> WHAT YOU NEED TO DO: In the following material, identify every line holding the string "blue" and return it.

· · · · · · ·

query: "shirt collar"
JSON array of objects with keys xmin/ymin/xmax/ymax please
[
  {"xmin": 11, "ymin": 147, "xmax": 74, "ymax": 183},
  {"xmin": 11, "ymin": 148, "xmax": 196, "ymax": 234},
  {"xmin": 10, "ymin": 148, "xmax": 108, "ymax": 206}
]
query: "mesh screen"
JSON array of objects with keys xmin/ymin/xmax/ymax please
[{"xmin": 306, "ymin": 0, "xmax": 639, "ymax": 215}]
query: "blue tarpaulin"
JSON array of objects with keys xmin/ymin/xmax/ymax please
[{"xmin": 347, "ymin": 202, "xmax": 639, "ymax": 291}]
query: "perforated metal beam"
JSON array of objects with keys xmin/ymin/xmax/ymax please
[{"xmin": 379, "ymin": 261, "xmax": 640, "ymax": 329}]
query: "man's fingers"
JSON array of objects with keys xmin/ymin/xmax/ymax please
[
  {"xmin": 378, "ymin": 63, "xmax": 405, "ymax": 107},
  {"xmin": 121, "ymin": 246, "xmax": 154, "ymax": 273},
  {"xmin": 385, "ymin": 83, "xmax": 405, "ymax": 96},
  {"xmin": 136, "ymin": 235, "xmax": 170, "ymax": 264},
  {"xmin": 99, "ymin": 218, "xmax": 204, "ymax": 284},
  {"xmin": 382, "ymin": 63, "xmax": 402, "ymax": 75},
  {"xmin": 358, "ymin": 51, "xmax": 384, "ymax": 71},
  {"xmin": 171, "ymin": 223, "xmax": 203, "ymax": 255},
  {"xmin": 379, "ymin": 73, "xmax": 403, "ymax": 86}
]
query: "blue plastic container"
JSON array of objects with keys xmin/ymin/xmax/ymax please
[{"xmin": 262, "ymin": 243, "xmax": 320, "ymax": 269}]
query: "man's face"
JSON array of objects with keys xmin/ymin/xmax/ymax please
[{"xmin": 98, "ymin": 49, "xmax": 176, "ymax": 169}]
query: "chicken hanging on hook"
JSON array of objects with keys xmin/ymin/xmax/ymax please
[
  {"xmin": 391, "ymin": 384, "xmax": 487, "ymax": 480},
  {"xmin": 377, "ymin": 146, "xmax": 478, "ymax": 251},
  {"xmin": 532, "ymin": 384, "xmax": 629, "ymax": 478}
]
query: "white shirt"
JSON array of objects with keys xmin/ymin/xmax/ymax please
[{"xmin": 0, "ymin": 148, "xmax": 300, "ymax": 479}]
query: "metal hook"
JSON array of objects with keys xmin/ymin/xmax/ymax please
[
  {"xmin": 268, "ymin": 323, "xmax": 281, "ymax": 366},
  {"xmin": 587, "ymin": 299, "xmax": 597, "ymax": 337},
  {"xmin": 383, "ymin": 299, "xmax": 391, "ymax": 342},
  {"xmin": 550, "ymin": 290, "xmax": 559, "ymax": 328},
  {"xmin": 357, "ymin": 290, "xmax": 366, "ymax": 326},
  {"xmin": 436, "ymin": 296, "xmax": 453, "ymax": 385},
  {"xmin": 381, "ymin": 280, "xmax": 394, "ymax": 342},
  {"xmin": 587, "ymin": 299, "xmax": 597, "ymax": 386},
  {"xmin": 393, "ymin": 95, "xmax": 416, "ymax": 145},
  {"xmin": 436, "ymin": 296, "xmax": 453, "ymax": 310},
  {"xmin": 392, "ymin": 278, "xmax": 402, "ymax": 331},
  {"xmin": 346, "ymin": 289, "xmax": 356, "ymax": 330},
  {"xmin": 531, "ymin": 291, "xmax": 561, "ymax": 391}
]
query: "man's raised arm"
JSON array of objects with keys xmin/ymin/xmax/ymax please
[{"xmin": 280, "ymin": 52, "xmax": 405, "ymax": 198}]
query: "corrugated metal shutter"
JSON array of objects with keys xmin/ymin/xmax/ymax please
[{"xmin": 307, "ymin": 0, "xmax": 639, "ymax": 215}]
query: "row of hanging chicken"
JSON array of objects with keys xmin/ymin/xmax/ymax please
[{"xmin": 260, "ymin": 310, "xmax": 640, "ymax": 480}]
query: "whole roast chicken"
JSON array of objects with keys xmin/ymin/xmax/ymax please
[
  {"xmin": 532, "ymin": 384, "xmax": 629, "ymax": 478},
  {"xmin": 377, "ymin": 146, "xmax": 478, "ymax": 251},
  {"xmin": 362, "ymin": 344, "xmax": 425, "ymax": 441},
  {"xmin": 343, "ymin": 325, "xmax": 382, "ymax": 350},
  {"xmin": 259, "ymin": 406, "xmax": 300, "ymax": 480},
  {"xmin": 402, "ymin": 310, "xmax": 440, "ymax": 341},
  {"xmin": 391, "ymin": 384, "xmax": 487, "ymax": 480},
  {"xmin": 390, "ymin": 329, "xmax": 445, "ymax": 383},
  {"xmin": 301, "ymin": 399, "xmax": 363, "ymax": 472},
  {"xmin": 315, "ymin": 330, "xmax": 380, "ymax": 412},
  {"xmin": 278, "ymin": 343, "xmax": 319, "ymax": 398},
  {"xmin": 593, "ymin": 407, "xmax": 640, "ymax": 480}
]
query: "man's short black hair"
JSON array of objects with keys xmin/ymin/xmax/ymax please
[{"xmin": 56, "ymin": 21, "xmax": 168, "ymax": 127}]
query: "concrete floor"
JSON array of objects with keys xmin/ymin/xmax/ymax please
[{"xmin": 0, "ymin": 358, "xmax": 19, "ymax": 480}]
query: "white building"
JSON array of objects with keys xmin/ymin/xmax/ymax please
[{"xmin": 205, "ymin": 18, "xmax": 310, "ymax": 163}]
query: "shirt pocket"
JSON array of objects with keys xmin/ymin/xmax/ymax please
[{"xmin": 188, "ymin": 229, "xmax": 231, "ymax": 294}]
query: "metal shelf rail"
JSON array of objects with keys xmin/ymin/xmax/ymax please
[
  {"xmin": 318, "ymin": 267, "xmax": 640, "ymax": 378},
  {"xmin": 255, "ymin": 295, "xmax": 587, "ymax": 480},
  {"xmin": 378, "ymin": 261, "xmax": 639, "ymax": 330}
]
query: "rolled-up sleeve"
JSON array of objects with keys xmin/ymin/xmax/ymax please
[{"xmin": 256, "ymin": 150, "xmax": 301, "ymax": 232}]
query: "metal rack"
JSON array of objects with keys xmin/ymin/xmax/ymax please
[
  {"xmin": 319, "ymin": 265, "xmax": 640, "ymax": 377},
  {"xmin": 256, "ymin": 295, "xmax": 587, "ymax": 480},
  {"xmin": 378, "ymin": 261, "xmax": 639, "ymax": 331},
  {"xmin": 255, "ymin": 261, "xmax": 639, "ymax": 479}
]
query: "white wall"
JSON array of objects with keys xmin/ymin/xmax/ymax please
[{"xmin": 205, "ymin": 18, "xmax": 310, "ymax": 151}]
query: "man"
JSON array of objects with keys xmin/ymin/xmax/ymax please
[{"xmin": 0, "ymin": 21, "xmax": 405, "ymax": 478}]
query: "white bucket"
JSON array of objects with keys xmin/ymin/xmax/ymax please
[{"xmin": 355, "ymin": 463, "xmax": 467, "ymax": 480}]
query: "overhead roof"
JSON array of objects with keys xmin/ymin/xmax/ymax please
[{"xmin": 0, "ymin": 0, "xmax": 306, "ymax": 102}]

· · · · · · ·

> RESPONSE TO THIS EXERCISE:
query: "blue tarpaulin"
query: "blue plastic container"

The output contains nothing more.